_What you will do:_
Each line from the one that contains "concrete embankment, place" to the end of the entries must be copied word for word, and only those lines.

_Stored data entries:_

____________

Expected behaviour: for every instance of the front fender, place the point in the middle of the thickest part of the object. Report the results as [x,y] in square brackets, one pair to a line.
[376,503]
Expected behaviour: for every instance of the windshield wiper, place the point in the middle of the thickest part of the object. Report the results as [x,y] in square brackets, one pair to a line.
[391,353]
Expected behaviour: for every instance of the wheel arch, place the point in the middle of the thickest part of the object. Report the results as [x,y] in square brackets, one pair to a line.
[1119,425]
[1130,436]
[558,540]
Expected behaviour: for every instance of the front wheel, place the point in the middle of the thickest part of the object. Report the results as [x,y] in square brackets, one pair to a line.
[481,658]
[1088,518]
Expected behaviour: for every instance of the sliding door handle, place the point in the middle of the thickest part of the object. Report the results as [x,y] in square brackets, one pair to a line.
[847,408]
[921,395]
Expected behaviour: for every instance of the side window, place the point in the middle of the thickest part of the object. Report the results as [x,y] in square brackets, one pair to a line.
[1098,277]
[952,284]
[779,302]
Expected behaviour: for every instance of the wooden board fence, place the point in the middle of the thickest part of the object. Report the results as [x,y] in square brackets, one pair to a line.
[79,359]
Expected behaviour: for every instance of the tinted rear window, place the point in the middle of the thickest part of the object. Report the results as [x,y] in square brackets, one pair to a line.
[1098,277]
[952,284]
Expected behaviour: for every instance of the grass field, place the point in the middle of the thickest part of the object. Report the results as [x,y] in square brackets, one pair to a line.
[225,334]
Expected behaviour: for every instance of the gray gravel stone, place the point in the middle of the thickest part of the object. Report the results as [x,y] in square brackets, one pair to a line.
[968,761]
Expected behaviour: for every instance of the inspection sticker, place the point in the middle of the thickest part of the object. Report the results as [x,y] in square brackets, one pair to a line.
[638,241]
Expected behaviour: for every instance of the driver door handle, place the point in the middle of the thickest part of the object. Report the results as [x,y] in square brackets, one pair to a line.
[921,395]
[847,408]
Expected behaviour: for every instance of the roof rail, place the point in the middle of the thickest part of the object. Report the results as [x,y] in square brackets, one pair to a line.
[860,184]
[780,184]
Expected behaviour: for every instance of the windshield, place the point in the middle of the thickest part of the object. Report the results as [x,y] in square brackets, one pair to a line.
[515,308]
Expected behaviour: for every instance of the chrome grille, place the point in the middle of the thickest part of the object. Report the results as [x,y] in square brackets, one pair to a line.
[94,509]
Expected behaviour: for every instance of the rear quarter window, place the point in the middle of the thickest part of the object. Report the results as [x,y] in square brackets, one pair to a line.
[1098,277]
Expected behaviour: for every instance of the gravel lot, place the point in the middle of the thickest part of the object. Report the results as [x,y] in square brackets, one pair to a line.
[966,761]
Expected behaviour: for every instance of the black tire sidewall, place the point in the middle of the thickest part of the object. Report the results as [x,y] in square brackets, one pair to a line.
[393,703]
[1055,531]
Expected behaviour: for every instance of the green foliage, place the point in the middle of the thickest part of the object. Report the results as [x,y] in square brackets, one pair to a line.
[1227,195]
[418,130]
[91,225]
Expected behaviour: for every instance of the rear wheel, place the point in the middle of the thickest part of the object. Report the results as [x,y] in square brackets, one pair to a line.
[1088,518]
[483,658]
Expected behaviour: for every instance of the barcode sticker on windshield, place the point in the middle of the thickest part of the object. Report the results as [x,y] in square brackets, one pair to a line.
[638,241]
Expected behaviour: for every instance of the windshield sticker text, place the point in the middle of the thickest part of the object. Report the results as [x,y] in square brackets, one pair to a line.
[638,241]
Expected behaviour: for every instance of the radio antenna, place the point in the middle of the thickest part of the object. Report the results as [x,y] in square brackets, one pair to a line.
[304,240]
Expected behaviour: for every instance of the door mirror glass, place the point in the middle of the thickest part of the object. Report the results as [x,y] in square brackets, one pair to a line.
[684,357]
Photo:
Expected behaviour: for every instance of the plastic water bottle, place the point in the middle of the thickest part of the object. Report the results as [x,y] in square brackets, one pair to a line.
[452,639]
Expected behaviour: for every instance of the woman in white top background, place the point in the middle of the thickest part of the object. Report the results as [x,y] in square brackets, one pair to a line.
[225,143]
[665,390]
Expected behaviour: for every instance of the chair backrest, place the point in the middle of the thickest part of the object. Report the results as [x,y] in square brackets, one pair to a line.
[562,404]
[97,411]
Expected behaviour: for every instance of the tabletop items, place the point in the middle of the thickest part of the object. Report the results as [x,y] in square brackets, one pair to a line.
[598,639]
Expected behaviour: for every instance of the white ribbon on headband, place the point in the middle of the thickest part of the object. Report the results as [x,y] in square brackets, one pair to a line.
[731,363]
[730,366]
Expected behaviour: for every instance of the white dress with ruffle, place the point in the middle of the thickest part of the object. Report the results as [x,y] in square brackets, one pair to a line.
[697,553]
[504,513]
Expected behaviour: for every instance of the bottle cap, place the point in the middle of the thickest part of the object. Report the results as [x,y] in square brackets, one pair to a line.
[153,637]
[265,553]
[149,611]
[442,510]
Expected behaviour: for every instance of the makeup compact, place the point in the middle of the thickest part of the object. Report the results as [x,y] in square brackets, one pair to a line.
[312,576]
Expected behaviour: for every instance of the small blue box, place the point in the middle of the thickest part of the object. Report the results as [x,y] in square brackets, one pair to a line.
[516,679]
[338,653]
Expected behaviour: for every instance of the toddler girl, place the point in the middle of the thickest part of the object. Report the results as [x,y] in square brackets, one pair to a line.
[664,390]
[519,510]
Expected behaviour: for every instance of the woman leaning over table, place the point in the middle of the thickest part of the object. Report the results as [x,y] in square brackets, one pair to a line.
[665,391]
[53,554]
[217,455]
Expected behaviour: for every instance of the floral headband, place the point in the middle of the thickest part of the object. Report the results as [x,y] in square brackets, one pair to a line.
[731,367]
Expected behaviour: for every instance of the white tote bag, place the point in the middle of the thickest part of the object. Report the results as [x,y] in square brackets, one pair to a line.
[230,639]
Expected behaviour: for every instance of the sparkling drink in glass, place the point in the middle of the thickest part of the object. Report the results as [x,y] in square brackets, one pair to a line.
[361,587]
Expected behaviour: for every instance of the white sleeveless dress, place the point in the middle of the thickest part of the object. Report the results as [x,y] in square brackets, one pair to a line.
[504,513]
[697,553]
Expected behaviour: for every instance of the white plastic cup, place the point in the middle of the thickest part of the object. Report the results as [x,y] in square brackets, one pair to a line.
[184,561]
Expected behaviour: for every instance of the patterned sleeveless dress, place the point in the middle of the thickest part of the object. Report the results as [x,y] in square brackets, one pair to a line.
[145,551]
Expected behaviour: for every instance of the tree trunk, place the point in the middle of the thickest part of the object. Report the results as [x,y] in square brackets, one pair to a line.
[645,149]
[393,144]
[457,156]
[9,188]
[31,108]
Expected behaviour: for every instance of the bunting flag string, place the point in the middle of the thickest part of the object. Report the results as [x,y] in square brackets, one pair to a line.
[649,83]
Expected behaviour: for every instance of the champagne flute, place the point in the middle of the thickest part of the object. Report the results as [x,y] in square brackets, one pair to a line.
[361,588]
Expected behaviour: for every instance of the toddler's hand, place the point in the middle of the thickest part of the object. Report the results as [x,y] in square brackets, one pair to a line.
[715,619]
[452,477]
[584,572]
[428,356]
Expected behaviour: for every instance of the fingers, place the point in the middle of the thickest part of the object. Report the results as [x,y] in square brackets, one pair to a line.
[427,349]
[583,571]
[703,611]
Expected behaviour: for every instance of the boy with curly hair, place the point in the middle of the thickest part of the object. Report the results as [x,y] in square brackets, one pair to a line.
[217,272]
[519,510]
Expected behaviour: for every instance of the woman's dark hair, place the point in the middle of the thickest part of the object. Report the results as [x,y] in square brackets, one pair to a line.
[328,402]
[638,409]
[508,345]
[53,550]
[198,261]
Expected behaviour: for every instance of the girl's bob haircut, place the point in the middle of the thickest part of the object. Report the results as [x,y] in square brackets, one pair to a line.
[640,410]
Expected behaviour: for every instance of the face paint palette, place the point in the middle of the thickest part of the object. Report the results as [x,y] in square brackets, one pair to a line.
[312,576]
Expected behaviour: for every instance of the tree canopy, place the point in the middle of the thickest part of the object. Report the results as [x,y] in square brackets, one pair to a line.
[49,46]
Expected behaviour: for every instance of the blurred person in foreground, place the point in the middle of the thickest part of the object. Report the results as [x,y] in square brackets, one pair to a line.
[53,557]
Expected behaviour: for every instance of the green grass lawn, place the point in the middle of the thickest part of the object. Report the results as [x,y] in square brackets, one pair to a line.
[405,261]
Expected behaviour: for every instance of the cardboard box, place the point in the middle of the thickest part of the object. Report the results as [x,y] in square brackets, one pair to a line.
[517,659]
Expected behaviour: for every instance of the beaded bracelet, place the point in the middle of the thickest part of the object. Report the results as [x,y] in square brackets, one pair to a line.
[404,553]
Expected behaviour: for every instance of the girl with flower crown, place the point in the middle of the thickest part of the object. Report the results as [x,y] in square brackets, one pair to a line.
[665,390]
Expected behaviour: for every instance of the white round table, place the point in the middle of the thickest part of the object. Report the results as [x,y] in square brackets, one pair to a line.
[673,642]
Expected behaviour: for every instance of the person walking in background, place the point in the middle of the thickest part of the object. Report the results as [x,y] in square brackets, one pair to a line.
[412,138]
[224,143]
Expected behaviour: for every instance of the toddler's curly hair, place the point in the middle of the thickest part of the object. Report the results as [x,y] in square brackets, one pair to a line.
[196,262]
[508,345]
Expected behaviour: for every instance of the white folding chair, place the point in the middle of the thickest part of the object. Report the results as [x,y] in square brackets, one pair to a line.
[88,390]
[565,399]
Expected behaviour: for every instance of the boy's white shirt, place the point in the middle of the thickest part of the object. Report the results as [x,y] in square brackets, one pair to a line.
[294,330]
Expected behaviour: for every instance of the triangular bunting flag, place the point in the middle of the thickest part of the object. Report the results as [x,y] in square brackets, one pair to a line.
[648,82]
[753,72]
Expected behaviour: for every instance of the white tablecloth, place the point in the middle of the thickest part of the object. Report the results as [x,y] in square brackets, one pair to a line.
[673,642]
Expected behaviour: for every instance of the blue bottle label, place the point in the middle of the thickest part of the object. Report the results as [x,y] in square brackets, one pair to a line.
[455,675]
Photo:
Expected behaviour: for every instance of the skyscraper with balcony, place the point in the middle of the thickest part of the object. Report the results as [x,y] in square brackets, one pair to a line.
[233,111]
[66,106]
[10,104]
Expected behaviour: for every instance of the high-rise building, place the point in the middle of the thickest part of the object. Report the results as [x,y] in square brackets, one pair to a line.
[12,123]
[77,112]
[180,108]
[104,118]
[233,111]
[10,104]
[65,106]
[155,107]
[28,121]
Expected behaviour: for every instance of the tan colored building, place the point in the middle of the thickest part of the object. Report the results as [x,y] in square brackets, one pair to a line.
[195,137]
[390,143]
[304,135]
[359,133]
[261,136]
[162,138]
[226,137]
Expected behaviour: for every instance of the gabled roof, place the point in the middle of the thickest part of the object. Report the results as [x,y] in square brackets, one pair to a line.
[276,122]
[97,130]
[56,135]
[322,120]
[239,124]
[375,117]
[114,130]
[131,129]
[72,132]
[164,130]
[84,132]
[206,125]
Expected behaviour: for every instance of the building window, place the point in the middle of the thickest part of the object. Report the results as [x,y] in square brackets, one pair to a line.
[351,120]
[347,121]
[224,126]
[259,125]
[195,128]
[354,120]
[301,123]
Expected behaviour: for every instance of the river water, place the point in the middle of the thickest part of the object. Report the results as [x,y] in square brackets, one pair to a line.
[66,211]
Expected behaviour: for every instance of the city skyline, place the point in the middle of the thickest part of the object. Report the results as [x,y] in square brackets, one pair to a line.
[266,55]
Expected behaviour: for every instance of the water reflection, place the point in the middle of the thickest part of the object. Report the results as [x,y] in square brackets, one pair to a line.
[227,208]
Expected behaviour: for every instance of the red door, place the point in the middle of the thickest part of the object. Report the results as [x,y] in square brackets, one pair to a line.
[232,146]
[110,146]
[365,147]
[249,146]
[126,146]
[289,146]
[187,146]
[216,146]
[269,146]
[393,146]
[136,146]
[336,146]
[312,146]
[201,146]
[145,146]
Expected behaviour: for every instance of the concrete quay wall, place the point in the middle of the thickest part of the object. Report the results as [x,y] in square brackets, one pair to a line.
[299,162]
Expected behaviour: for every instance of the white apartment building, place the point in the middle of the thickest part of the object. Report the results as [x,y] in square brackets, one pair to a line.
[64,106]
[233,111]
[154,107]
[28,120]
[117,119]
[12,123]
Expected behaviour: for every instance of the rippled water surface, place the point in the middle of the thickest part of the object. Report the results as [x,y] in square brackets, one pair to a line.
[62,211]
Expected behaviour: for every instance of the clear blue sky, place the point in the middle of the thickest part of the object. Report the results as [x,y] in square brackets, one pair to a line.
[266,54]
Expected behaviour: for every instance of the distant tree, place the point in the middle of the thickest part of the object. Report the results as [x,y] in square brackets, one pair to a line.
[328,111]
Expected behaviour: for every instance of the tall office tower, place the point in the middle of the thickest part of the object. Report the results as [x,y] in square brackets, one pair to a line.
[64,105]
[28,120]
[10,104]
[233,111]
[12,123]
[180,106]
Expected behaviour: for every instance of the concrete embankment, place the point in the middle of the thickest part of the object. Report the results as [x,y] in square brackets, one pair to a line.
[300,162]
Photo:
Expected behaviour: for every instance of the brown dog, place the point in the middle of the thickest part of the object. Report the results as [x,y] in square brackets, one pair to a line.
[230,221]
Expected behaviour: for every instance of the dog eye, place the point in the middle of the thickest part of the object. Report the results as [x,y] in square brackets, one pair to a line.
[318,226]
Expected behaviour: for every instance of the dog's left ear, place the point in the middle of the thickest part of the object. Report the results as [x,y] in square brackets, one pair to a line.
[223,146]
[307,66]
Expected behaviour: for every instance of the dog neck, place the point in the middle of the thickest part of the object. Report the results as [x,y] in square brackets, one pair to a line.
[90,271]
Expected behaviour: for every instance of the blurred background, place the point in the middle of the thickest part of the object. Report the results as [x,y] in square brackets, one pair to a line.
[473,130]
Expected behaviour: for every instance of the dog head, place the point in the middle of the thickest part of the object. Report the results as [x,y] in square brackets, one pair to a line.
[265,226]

____________

_Solution:_
Expected behaviour: for every instance of the concrete embankment, place the point in the middle of the thickest part of the object. Report the results as [x,y] in square brackets, one pair to a line.
[300,162]
Photo:
Expected behaviour: for every instance of the brown dog, place the point in the middle of the thickest part of the object. Report the results as [x,y] in square brackets, one pair to a line.
[230,221]
Expected behaviour: for every instance of the dog eye, place the point in the middle of the thickest part of the object. Report the results as [x,y] in square brackets, one pair to a line.
[318,226]
Expected behaviour: for every instance of the dog's left ear, place the point in the middle of the thickest part of the object. Report the results as [x,y] in square brackets, one pair to a line.
[223,146]
[307,66]
Expected behaviour: for every instance of the dog neck, place the point in the middle of the thickest part of the object. Report the results as [x,y] in square brackets, one pair to a line.
[90,271]
Expected behaviour: for every instance of the blurred background, place the point in the middle of the thickest part of the object. Report the results as [x,y] in square brackets, one pair to a line.
[473,130]
Expected behaviour: for every instance of the dog head, place the point in the middle of the thickest part of the object. Report the results as [x,y] in square brackets, one pair to a line.
[265,226]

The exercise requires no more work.